# [TASK TO CARRY OUT]
Among the lines below, restate word for word only those from the line with "Target: bare shrub" through the line with "Target: snow-covered slope", with both end lines kept.

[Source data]
*** Begin section ***
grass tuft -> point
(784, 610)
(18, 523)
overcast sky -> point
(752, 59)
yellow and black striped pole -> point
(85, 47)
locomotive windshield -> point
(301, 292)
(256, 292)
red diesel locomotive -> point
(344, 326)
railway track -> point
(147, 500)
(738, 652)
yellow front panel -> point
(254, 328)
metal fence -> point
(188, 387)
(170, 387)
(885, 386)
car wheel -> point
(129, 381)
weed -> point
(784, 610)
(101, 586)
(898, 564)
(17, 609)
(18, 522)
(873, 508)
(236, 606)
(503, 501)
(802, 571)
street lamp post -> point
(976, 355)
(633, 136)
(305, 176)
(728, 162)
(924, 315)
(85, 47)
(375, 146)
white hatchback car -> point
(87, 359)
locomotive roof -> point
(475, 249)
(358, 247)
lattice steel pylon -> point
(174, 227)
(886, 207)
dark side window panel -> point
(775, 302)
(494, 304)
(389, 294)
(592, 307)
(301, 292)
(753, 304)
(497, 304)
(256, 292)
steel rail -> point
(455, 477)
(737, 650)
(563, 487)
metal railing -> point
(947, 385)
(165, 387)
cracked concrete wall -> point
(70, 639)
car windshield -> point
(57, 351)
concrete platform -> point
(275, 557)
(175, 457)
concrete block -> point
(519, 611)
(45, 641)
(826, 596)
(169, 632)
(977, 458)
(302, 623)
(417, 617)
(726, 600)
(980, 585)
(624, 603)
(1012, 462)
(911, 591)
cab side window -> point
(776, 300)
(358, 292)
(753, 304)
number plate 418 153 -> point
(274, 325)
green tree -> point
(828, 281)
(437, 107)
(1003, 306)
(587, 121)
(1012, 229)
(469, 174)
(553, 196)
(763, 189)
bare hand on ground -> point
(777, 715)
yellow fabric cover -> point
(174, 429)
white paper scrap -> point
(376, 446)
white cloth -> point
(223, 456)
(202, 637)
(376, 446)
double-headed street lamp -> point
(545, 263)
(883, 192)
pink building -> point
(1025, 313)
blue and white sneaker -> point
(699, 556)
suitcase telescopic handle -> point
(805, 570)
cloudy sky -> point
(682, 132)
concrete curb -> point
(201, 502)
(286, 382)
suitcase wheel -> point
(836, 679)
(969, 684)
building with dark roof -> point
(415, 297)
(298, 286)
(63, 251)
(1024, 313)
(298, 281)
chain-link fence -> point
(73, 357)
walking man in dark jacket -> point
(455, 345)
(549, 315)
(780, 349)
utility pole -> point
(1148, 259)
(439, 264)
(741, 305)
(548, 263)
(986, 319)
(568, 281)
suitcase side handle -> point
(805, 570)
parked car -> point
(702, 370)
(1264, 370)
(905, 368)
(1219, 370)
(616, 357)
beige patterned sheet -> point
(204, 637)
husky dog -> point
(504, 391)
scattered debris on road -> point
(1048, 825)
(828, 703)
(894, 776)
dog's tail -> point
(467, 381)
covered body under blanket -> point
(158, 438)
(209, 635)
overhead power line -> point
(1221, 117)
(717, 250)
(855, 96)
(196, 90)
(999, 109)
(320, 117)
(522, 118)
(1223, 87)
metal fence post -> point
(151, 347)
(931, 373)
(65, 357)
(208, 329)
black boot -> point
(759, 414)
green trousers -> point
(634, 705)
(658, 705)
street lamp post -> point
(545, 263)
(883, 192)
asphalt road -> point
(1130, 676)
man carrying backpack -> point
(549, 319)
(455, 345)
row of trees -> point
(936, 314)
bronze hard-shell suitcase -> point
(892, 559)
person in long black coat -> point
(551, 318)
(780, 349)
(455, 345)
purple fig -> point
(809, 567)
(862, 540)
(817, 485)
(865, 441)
*** End section ***
*** Begin section ***
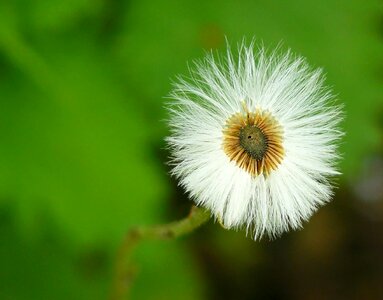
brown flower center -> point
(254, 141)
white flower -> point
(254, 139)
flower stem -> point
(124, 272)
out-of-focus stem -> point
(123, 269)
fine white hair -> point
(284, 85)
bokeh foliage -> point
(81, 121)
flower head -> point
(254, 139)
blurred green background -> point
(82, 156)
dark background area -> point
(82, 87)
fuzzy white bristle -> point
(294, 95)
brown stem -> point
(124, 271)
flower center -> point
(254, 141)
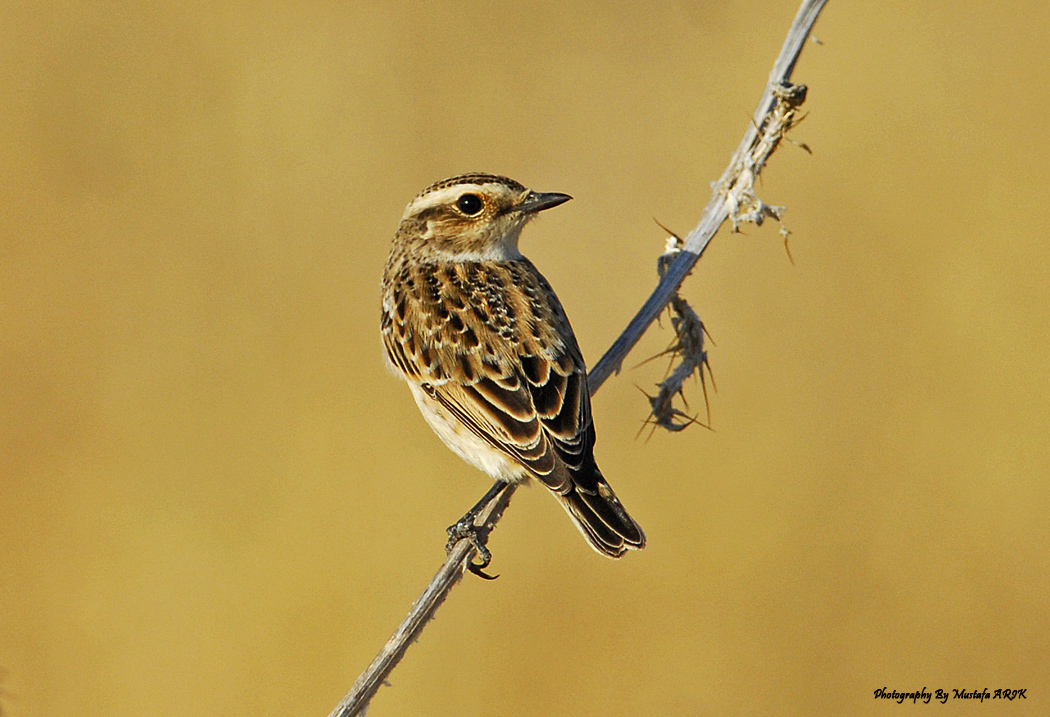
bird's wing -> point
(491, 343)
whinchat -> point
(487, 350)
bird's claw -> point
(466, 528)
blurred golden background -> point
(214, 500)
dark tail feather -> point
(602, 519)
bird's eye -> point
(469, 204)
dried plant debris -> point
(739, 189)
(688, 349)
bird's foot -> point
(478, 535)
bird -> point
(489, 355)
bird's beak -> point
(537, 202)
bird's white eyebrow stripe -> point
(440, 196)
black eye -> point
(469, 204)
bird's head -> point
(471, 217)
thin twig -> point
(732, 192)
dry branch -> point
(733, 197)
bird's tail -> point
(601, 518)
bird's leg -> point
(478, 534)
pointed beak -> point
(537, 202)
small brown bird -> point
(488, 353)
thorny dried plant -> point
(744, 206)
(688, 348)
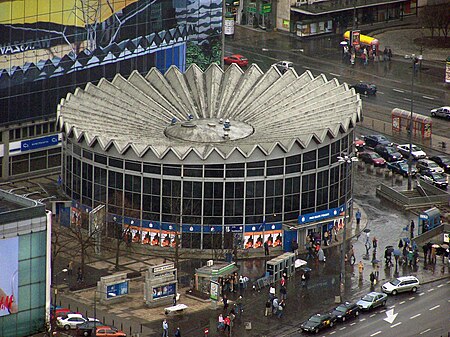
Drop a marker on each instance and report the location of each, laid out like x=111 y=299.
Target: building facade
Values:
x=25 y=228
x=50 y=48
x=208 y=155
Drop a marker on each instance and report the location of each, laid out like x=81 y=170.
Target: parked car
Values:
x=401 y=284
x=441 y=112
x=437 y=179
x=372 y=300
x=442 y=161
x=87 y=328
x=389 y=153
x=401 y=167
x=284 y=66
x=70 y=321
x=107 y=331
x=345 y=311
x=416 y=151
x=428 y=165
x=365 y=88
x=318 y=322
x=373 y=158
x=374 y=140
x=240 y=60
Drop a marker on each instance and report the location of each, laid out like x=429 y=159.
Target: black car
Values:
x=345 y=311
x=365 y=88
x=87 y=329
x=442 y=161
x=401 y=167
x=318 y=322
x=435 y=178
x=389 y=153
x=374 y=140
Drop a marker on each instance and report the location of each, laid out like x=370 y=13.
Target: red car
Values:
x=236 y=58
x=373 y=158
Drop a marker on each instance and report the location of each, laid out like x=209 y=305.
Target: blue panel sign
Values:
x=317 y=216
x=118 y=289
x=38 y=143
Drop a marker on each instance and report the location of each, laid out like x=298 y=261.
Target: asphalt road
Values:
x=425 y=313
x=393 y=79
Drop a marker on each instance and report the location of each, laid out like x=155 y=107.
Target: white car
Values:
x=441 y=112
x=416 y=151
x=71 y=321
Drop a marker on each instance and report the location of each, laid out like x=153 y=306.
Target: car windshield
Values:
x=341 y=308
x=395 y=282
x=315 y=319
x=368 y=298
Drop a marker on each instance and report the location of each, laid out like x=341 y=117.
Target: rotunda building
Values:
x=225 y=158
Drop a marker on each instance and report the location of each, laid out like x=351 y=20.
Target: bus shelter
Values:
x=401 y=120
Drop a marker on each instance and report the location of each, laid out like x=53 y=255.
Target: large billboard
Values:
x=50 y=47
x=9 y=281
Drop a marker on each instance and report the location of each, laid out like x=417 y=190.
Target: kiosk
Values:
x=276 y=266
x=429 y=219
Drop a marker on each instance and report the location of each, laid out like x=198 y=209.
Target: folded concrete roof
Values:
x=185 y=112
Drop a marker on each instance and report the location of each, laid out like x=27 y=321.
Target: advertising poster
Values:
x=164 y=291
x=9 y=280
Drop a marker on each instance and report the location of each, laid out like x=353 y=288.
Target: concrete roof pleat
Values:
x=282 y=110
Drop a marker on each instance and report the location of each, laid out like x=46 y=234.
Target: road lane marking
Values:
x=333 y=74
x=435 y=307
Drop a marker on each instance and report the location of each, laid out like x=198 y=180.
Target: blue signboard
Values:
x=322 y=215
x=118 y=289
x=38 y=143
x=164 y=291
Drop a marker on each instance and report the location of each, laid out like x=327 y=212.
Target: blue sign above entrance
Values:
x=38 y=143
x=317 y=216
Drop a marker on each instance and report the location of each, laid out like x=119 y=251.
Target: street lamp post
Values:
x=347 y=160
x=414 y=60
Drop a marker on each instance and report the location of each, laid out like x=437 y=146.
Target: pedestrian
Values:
*** End section ***
*** Begin section ***
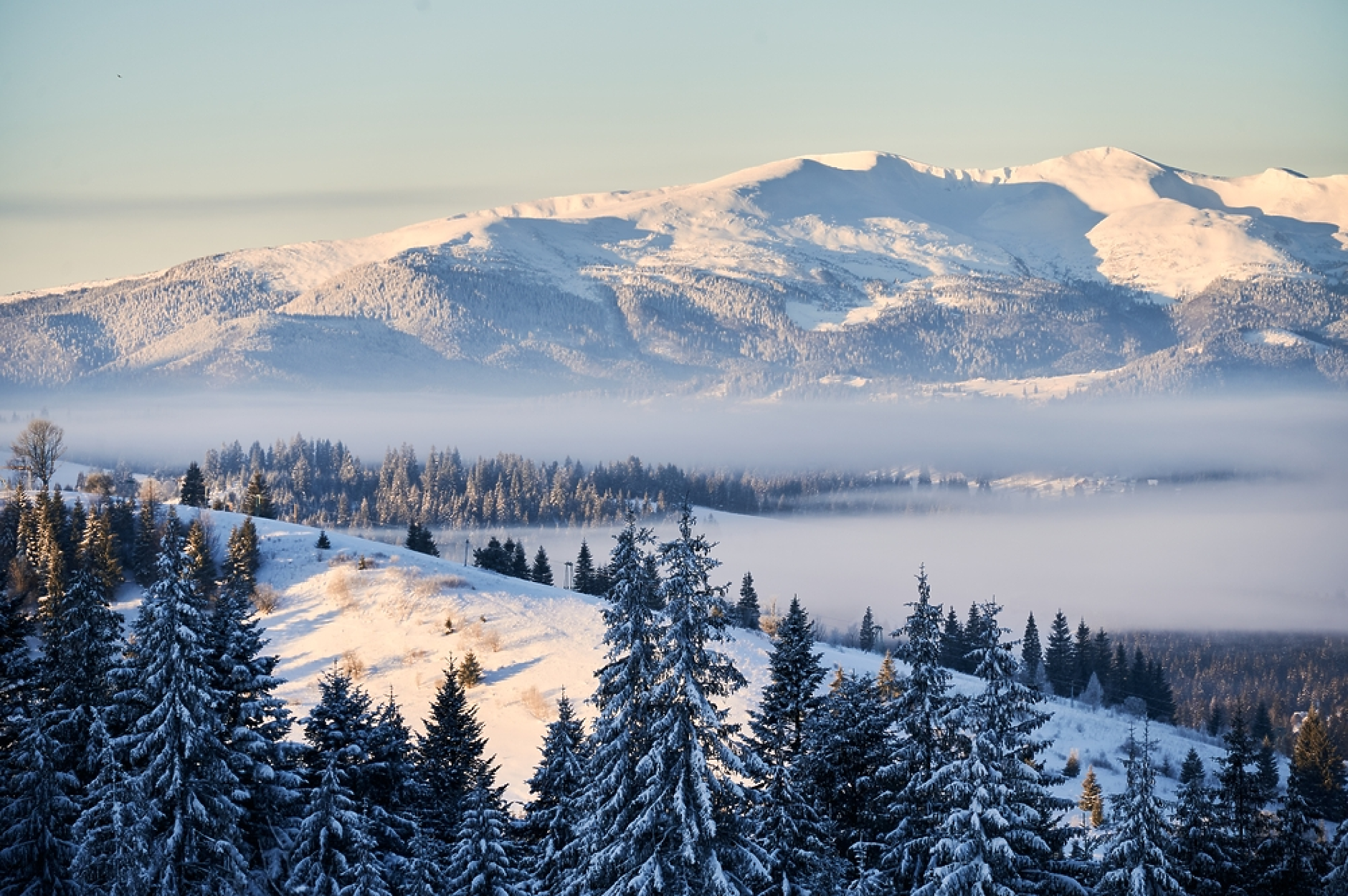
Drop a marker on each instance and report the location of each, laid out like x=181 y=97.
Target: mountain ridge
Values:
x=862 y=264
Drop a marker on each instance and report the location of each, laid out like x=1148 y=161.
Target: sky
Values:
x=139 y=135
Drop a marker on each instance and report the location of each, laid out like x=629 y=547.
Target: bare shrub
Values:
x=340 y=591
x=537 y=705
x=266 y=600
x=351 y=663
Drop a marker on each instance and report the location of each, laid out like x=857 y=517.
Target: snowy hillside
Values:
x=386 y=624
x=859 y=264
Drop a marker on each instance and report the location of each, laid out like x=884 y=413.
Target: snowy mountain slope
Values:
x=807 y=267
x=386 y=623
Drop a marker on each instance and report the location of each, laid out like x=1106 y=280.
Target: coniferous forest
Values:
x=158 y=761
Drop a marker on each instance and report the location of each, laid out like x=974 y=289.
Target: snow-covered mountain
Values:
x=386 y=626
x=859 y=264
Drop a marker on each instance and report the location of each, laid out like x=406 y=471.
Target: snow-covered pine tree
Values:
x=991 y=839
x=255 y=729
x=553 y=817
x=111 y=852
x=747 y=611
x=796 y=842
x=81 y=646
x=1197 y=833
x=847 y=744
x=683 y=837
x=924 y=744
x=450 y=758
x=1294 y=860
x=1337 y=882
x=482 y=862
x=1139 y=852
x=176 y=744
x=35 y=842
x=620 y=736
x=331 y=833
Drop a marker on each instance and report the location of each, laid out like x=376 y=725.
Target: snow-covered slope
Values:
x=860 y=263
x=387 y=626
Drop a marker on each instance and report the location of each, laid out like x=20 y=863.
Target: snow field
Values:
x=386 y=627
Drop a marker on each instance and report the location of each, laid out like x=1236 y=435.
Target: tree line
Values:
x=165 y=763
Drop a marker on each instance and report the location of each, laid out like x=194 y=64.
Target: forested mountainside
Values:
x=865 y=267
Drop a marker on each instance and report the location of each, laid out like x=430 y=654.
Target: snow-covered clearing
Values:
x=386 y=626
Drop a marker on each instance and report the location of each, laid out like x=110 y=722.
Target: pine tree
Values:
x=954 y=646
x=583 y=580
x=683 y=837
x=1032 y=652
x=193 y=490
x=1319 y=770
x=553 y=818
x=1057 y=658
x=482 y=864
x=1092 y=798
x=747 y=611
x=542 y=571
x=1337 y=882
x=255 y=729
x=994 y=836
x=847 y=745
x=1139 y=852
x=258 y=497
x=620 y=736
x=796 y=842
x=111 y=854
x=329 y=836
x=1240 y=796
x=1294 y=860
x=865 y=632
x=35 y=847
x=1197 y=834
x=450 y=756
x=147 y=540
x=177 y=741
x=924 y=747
*** End section ***
# [SOLUTION FOR THIS PROBLEM]
Target: bare shrub
Values:
x=340 y=591
x=537 y=705
x=266 y=600
x=351 y=663
Drop a marker on each instance and report the location of each, laid out like x=857 y=517.
Target: snowy hillside
Values:
x=386 y=624
x=859 y=264
Drop a marker on each instance and report the location of each, laid out like x=884 y=413.
Target: snowy mountain slope
Values:
x=807 y=267
x=386 y=623
Drop a marker on each instance and report the location of each, laid out like x=1106 y=280.
Target: coniferous forest
Values:
x=158 y=761
Drop a marker on each instance and report the location of each, laid out like x=974 y=289.
Target: snow-covered mountain
Values:
x=386 y=626
x=859 y=264
Drop a marker on each instance and report the location of each, laid out like x=406 y=471.
Target: snow-covered pine tree
Values:
x=991 y=839
x=255 y=729
x=553 y=817
x=111 y=852
x=747 y=611
x=796 y=842
x=81 y=646
x=1197 y=833
x=847 y=744
x=683 y=837
x=924 y=744
x=450 y=758
x=1294 y=860
x=1337 y=882
x=482 y=862
x=1139 y=852
x=176 y=744
x=35 y=842
x=620 y=736
x=331 y=833
Drop a marker on each instance and report the location of each, laid out like x=376 y=725.
Target: snow-covered slope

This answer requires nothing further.